Extend the Hot Dawg album article below, picking up right after its final line.

▸ **Reading passage**:
*****
Studio album by David Grisman Quintet
- Released: 1978
- Studio: His Masters Wheels (San Francisco); 1750 Arch Street, San Francisco;
- Genre: Jazz, bluegrass
- Length: 39:56
- Label: A&M-Horizon
- Producer: David Grisman

David Grisman chronology
| The David Grisman Quintet (1977) | Hot Dawg (1978) | Early Dawg (1980) |

David Grisman Quintet chronology
| The David Grisman Quintet (1977) | Hot Dawg (1978) | Quintet '80 (1980) |

= Hot Dawg =

1978 studio album by David Grisman

Hot Dawg is an album by American musician David Grisman, released in 1978.

==Critical reception==

The Globe and Mail wrote: "One of Grisman's tunes is 'Dawgology', the title (more than the rather boppish theme) alluding to Reinhardt's 'Djangology'. And Grisman's backup, appropriately an acoustic stringband, recalls the general virtuosity and amiable swing of its Parisian counterpart."

Professional ratings
Review scores
| Source | Rating |
| AllMusic | Star Half star |
| DownBeat | Star Half star |

== Track listing ==
1. "Dawg's Bull" (David Grisman) – 4:14
2. "Devlin'" (Tony Rice) – 5:06
3. "Minor Swing" (Stephane Grappelli, Django Reinhardt) – 3:36
4. "Dawgology" (Grisman, Richard Greene) – 7:11
5. "Neon Tetra" (Rice) – 6:29
6. "Janice" (Grisman) – 3:57
7. "Dawg-Ola" (Grisman) – 3:56
8. "16/16" (Grisman) – 5:27

==Chart positions==

| Year | Chart | Position |
|---|---|---|
| 1979 | Billboard Jazz Albums | 14 |
| 1979 | Australia Kent Music Report | 93 |

==Personnel==
- David Grisman – mandolin
- Tony Rice – guitar, + violin (6)
*****
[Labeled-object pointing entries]
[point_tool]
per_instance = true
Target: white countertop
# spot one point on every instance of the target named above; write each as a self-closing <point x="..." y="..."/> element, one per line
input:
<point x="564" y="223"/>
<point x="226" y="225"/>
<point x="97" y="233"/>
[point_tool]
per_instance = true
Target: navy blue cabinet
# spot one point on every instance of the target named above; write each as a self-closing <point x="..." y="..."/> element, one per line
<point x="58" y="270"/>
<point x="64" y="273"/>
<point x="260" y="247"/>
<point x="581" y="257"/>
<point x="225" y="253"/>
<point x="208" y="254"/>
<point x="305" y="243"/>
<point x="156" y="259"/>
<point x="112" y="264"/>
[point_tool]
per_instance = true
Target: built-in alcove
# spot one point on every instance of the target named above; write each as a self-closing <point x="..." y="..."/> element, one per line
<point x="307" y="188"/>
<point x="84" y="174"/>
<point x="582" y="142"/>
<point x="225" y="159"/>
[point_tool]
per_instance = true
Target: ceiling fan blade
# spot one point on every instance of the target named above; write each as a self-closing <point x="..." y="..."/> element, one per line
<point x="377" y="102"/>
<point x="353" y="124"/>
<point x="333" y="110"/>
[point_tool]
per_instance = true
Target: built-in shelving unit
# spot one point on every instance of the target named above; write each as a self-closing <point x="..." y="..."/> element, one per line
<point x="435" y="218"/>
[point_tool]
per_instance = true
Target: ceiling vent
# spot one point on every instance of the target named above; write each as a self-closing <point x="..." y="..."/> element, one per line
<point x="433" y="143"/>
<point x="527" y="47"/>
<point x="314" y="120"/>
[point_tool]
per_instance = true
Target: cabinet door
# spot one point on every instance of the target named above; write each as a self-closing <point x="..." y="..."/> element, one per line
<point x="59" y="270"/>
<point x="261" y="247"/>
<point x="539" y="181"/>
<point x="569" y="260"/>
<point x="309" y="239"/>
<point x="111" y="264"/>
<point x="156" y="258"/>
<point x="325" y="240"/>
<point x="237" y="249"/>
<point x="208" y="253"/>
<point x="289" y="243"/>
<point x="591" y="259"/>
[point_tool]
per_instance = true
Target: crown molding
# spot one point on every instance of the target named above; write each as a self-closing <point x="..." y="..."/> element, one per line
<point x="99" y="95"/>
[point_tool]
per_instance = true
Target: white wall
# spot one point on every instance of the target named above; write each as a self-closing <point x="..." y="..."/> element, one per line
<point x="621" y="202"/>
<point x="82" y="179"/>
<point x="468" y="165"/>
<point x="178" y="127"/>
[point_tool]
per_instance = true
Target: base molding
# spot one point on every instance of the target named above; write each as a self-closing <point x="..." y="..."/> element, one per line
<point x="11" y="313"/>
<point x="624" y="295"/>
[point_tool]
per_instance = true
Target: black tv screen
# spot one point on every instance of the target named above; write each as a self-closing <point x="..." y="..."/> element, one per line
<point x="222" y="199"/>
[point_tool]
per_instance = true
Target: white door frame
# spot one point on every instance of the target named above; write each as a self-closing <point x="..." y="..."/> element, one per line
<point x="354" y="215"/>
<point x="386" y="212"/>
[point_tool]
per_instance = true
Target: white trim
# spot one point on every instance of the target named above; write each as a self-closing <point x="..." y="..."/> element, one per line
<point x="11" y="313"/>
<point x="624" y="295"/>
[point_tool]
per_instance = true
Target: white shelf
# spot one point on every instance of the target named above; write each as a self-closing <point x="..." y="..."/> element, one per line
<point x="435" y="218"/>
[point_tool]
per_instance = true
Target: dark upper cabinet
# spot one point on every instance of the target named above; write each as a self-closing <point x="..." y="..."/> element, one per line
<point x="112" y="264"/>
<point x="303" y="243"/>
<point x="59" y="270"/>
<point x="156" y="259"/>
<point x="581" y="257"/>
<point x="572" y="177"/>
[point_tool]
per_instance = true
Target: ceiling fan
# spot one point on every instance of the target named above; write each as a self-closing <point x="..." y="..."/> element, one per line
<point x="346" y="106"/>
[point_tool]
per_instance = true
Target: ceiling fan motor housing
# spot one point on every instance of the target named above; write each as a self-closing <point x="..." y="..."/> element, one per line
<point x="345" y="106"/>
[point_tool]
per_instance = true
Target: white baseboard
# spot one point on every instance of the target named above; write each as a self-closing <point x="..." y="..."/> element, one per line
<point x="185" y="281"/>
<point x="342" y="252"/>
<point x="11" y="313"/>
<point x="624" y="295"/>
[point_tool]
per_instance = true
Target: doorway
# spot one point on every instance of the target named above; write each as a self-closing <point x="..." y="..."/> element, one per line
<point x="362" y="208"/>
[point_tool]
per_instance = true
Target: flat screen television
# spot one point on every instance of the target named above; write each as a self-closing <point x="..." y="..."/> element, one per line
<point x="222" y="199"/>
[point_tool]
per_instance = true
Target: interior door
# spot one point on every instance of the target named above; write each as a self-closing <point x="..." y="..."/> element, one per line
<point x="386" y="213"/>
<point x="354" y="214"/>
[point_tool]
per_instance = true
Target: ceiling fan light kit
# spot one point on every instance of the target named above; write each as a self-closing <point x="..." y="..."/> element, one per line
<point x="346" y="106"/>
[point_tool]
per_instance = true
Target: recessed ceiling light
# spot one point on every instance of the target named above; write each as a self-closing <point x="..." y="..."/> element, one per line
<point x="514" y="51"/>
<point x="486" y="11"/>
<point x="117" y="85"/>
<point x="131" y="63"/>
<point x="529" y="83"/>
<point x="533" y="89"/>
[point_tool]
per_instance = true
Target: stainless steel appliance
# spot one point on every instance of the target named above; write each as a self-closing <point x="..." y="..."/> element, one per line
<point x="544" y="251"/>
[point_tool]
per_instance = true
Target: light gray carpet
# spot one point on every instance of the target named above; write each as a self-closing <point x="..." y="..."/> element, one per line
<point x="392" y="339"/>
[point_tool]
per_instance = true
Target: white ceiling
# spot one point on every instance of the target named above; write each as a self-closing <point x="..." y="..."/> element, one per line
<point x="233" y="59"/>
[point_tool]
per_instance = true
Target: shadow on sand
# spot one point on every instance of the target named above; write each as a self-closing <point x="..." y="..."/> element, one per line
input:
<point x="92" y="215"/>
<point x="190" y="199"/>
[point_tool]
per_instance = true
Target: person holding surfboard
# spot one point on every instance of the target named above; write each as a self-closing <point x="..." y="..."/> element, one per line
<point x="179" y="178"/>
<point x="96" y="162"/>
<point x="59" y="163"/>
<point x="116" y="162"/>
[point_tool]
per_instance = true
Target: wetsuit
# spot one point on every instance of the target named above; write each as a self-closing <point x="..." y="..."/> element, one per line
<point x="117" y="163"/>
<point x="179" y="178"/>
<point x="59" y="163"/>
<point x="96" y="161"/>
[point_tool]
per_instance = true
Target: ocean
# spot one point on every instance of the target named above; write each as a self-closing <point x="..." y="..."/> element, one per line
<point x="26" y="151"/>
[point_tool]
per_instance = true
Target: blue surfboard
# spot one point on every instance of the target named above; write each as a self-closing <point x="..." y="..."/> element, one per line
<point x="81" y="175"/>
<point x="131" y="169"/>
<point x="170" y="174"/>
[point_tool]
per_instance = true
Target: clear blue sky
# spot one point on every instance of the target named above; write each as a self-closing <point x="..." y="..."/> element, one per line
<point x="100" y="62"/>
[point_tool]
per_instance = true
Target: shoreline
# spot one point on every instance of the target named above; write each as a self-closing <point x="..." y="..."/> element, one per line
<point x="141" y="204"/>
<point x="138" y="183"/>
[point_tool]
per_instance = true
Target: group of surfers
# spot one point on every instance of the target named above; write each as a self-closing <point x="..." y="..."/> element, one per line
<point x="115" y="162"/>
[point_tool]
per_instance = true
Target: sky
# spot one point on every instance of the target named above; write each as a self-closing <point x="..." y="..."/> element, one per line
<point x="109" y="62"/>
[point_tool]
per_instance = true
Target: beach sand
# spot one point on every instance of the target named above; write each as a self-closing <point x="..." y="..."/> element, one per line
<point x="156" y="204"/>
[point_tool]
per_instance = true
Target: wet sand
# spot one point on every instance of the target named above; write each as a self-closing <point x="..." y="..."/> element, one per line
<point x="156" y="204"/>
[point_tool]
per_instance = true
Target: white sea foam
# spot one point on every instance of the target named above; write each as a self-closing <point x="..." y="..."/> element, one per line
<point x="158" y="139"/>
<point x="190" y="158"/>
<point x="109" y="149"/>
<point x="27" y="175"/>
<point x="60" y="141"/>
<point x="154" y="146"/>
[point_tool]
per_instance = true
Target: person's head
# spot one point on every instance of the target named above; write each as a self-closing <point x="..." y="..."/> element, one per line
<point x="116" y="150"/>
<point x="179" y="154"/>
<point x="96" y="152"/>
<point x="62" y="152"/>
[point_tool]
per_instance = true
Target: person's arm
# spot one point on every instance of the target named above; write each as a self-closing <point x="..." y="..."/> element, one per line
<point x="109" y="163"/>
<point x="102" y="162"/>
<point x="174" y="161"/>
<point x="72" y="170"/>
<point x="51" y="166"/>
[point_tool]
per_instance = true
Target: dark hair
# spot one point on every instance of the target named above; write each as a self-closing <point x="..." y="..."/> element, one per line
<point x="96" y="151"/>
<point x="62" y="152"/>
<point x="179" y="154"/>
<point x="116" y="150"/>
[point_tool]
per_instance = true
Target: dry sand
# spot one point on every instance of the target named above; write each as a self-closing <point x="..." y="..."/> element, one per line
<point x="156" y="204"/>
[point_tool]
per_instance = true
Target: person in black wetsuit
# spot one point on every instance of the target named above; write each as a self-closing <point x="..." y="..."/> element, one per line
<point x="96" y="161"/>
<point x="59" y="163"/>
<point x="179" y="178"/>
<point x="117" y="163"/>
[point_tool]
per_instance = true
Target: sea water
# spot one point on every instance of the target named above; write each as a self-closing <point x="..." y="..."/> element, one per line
*****
▸ **Result for this task**:
- Darol Anger – violin (1, 2, 4, 6, 7), violectra (5)
- Mike Marshall – mandolin (3, 4, 8)
- Todd Phillips – bass (1, 5)

with
- Eddie Gómez – bass (3, 4, 8)
- Stéphane Grappelli – violin (3, 8)
- Buell Neidlinger – bass (2, 7)
- Bill Amatneek – bass (6)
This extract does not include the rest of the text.